### [About this exercise]
From the records below, please return each line that holds the word "wheel".

### [Excerpted data]
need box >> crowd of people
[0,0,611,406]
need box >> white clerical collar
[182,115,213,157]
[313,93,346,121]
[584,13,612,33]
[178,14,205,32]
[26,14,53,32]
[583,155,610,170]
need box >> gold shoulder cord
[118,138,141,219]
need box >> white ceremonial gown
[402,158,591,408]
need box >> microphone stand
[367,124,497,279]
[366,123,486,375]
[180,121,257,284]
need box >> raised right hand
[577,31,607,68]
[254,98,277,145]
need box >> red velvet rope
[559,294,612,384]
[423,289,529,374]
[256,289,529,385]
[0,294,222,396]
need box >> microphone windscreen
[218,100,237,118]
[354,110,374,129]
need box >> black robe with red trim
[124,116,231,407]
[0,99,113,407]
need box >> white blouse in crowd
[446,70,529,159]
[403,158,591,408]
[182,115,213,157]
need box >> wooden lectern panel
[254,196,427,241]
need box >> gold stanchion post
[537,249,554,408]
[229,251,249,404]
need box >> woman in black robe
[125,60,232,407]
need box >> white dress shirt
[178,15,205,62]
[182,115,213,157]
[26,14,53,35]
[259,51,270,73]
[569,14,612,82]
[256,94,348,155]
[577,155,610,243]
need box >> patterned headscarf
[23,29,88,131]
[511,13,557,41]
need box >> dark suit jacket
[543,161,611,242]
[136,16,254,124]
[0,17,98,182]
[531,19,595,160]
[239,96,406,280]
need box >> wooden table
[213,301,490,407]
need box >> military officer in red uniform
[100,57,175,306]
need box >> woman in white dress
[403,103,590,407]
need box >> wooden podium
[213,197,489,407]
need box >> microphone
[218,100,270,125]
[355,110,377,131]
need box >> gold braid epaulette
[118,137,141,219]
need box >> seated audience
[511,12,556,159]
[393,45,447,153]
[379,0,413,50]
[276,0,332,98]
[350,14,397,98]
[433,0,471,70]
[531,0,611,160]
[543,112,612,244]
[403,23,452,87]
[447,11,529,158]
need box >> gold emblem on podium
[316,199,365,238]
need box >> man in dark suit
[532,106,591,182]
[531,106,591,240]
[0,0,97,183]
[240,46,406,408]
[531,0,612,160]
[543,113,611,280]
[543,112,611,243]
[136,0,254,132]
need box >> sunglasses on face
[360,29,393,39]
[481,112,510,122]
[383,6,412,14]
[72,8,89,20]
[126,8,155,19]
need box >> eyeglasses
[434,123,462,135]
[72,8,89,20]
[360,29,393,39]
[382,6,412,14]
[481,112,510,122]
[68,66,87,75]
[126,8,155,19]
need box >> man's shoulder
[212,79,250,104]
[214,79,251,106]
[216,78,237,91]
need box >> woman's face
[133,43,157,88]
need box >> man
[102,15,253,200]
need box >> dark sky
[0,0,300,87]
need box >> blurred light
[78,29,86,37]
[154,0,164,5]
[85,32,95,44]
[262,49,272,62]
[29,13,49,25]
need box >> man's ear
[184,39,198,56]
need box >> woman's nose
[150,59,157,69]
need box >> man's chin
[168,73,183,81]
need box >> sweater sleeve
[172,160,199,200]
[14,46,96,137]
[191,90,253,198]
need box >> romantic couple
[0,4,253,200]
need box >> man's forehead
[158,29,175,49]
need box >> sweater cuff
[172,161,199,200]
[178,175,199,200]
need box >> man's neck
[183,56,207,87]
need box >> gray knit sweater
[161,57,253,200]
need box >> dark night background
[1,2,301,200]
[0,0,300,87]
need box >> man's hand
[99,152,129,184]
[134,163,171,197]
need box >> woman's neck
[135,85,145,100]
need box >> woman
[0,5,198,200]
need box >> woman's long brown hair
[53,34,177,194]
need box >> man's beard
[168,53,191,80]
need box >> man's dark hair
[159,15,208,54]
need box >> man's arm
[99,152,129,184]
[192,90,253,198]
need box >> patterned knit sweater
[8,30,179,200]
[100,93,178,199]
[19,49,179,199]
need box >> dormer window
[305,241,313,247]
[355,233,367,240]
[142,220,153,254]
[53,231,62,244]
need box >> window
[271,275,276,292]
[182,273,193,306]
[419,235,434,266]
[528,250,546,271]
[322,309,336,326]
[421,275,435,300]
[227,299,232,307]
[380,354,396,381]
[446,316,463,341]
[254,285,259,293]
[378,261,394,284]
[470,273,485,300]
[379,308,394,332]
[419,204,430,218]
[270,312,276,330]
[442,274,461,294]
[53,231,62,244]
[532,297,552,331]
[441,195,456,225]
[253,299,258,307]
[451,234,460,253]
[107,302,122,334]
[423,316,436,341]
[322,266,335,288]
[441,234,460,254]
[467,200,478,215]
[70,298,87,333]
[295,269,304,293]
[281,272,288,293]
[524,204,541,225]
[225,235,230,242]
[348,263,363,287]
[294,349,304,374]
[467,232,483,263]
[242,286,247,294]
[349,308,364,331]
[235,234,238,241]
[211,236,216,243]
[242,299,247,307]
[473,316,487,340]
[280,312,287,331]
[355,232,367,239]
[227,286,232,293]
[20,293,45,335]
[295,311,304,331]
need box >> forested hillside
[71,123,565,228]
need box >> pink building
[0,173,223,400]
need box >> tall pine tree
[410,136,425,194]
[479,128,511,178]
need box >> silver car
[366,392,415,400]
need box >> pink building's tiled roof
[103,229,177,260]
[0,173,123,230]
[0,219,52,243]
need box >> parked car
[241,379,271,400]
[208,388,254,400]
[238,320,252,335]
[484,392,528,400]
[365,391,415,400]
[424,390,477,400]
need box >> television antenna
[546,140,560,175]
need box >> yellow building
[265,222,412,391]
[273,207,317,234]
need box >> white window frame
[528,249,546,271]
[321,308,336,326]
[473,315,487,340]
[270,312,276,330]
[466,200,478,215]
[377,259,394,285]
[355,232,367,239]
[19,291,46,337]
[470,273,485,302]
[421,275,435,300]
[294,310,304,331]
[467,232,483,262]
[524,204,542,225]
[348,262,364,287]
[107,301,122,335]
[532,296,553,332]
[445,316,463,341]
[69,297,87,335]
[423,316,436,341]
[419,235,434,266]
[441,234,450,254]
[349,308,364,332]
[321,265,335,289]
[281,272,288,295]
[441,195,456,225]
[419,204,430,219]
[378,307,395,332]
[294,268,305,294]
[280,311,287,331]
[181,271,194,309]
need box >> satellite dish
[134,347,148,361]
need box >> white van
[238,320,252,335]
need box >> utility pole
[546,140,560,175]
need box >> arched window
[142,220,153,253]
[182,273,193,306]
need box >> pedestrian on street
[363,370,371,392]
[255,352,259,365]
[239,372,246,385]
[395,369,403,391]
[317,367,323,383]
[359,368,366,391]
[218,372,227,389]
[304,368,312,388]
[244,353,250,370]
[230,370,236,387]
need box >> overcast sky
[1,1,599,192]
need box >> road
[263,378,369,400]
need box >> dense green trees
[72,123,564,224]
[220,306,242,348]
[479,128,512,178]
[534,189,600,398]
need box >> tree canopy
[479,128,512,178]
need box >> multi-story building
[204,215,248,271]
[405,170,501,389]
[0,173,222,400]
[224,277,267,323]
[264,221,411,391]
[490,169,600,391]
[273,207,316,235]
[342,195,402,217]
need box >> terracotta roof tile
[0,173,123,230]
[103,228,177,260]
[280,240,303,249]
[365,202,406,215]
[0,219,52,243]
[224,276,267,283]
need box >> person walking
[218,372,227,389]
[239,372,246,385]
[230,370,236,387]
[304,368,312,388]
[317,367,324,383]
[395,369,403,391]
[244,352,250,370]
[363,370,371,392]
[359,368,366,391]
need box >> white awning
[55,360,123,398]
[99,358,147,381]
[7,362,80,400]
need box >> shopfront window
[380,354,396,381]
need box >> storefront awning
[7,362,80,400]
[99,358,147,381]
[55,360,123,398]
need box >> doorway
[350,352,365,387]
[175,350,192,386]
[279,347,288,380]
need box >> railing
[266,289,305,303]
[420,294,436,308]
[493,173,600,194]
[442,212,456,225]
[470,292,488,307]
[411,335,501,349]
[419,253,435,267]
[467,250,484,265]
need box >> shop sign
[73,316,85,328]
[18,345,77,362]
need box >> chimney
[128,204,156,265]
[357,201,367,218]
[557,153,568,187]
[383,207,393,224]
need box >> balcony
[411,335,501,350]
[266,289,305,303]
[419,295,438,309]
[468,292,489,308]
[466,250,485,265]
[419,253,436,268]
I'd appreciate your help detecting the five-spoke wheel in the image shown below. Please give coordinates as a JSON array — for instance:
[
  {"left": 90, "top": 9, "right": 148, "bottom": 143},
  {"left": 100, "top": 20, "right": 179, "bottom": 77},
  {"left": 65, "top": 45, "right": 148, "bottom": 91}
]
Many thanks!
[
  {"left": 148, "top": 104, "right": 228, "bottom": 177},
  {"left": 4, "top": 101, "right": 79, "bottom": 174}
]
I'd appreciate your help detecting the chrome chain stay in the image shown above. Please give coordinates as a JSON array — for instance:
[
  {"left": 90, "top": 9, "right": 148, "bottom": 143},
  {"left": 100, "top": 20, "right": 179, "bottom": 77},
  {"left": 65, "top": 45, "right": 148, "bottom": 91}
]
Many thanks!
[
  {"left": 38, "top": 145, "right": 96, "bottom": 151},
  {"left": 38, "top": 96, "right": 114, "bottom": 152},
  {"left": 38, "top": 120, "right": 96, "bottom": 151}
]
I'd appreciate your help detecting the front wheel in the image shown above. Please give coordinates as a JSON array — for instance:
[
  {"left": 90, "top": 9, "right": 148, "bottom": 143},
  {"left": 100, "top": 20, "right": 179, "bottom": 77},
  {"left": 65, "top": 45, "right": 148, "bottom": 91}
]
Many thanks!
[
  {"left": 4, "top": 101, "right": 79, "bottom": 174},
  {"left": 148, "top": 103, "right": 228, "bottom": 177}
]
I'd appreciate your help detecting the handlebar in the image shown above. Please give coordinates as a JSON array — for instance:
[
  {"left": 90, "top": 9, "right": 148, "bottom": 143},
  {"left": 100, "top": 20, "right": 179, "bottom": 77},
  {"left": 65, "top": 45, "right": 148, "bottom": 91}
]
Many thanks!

### [Output]
I'd appreciate your help detecting the five-spoke wheel in the image shown below. Please give coordinates as a JSON array — for instance:
I'd appreciate your help detecting the front wheel in the image shown above. Please give coordinates as a JSON array — for instance:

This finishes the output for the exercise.